(Labeled shape records)
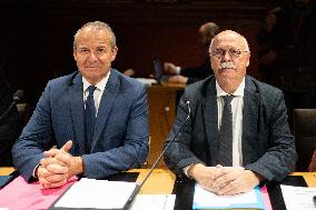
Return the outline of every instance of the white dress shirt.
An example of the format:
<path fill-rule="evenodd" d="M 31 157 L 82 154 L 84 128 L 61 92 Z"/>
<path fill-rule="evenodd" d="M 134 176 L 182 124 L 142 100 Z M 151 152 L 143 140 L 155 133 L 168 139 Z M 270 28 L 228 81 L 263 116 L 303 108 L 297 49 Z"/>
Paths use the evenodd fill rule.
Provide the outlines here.
<path fill-rule="evenodd" d="M 96 106 L 96 117 L 98 114 L 98 110 L 99 110 L 99 106 L 101 102 L 101 98 L 105 91 L 105 88 L 108 83 L 110 77 L 110 71 L 108 72 L 107 77 L 105 77 L 101 81 L 99 81 L 95 87 L 97 87 L 97 89 L 93 92 L 93 99 L 95 99 L 95 106 Z M 82 82 L 83 82 L 83 101 L 85 101 L 85 109 L 86 109 L 86 100 L 89 96 L 89 90 L 88 87 L 91 86 L 86 78 L 82 77 Z"/>
<path fill-rule="evenodd" d="M 239 87 L 233 93 L 235 97 L 231 100 L 233 112 L 233 167 L 243 166 L 243 150 L 241 150 L 241 137 L 243 137 L 243 108 L 244 108 L 244 90 L 245 78 Z M 216 81 L 217 91 L 217 108 L 218 108 L 218 130 L 221 126 L 221 116 L 224 110 L 223 96 L 228 94 L 225 92 Z"/>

TASK TO CARRY OUT =
Echo all the lines above word for word, leaving out the pictures.

WRITTEN RESPONSE =
Return the outline of every instance of the white dress shirt.
An example of the format:
<path fill-rule="evenodd" d="M 31 157 L 82 154 L 84 128 L 61 92 Z"/>
<path fill-rule="evenodd" d="M 134 176 L 182 124 L 142 100 Z M 151 152 L 143 140 L 155 133 L 168 139 Z M 270 28 L 228 81 L 263 116 L 303 108 L 297 49 Z"/>
Paths use the evenodd fill rule.
Provide the outlines here.
<path fill-rule="evenodd" d="M 96 106 L 96 117 L 98 114 L 98 110 L 99 110 L 99 106 L 101 102 L 101 98 L 105 91 L 105 88 L 108 83 L 110 77 L 110 71 L 108 72 L 107 77 L 105 77 L 101 81 L 99 81 L 95 87 L 97 87 L 97 89 L 93 92 L 93 99 L 95 99 L 95 106 Z M 82 82 L 83 82 L 83 101 L 85 101 L 85 109 L 86 109 L 86 100 L 89 96 L 89 90 L 88 87 L 91 86 L 86 78 L 82 77 Z"/>
<path fill-rule="evenodd" d="M 239 87 L 233 93 L 235 97 L 231 100 L 233 112 L 233 167 L 243 166 L 243 150 L 241 150 L 241 137 L 243 137 L 243 108 L 244 108 L 244 90 L 245 78 Z M 216 81 L 217 91 L 217 108 L 218 108 L 218 130 L 221 126 L 221 116 L 224 110 L 223 96 L 228 94 L 225 92 Z"/>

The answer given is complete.